-- Start of TEXT SECTION --

Remote APIs

Remote APIs are used to access services over a network. Over time, different types of remote APIs have been developed.

  • RPC (Remote Procedure Call)
  • Message-based APIs (synchronous and asynchronous)
  • Shared repositories (e.g. tuple spaces)

Challenges

Remote APIs can be challenging to work with.

Heterogeneity

Different systems have different data representations, communication protocols, and programming languages.

  • Byte order (big-endian, little-endian), line endings, character encodings, …
  • Computer hardware
  • Operating systems
  • Programming languages

Solutions:

  • Internet protocols mask differences in the underlying networks.
  • Middleware provides a common interface to different systems (also provides language interoperability).

Latency

Networks have latency, which can be significant.

  • Remote invocation can be orders of magnitude slower than local invocation.

Solutions:

  • Chunking: Splitting large messages into smaller chunks.
  • Caching: Store results of remote invocations locally.

-- End of TEXT SECTION --

• WHAT TO PRODUCE: In the text on remote APIs, what does middleware provide?

-- Start of STORED RECORDS --

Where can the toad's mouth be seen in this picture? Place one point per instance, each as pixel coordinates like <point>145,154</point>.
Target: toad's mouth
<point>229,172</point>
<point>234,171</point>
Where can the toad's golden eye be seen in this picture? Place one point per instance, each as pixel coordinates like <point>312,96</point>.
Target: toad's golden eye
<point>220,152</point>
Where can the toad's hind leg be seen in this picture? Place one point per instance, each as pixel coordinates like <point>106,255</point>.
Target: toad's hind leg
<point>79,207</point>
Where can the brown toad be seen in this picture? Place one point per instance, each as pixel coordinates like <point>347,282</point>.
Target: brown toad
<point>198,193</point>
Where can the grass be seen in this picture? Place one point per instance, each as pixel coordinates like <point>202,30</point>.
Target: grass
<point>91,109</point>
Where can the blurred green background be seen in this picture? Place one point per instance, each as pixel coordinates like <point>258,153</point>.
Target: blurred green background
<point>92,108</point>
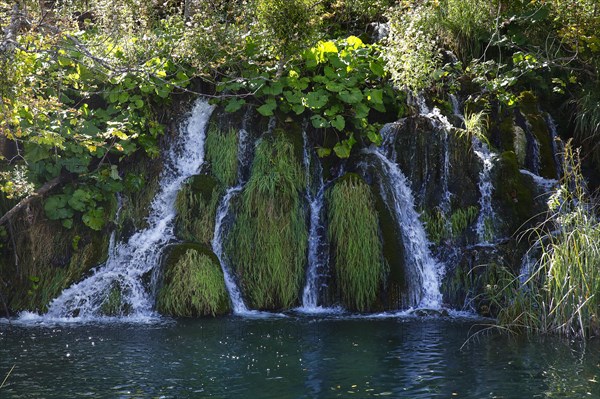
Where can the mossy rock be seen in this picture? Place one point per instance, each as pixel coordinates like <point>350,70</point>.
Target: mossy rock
<point>513,194</point>
<point>196,206</point>
<point>113,304</point>
<point>268,240</point>
<point>50,258</point>
<point>194,284</point>
<point>357,250</point>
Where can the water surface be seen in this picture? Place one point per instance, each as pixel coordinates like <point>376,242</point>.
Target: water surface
<point>291,357</point>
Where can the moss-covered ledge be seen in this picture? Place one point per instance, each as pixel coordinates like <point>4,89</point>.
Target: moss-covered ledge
<point>193,283</point>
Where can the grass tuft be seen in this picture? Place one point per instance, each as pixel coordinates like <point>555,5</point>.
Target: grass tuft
<point>357,248</point>
<point>268,240</point>
<point>193,286</point>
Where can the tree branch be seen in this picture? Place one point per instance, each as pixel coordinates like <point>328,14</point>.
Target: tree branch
<point>40,192</point>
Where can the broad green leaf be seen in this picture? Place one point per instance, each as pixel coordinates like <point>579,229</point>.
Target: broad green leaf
<point>316,99</point>
<point>354,42</point>
<point>323,152</point>
<point>353,96</point>
<point>377,68</point>
<point>319,122</point>
<point>342,149</point>
<point>268,108</point>
<point>338,122</point>
<point>374,96</point>
<point>234,104</point>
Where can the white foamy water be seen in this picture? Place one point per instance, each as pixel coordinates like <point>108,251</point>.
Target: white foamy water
<point>131,263</point>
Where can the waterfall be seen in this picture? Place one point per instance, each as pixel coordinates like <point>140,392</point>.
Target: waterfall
<point>235,296</point>
<point>485,220</point>
<point>130,262</point>
<point>557,147</point>
<point>317,246</point>
<point>442,123</point>
<point>423,271</point>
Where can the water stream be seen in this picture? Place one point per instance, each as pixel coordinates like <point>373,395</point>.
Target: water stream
<point>317,245</point>
<point>130,262</point>
<point>424,273</point>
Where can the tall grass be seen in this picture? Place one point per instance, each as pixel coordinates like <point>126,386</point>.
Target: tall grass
<point>193,286</point>
<point>563,294</point>
<point>222,154</point>
<point>357,247</point>
<point>268,240</point>
<point>196,207</point>
<point>587,122</point>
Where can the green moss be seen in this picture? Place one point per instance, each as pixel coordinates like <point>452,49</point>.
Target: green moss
<point>440,227</point>
<point>49,259</point>
<point>393,253</point>
<point>193,284</point>
<point>268,240</point>
<point>196,207</point>
<point>539,129</point>
<point>357,249</point>
<point>222,154</point>
<point>141,185</point>
<point>513,192</point>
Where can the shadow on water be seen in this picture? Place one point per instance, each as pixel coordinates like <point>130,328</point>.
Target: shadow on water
<point>291,357</point>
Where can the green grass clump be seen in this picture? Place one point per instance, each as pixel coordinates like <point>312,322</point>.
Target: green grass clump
<point>196,207</point>
<point>441,227</point>
<point>357,247</point>
<point>563,294</point>
<point>268,240</point>
<point>222,154</point>
<point>193,285</point>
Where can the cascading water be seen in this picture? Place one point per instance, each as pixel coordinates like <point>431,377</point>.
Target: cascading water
<point>423,271</point>
<point>486,218</point>
<point>317,258</point>
<point>235,296</point>
<point>244,157</point>
<point>130,262</point>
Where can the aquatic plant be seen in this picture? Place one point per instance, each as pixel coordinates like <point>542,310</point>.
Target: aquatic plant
<point>268,240</point>
<point>357,249</point>
<point>193,285</point>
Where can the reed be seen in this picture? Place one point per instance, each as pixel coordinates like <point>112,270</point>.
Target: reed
<point>193,286</point>
<point>196,207</point>
<point>357,247</point>
<point>268,240</point>
<point>562,295</point>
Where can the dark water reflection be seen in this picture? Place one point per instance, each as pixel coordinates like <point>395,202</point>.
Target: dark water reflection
<point>291,358</point>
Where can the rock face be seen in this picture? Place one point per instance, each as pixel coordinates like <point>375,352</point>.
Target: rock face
<point>267,232</point>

-- End of STORED RECORDS --

• EXERCISE RESPONSE: Middleware provides a common interface to different systems and also provides language interoperability.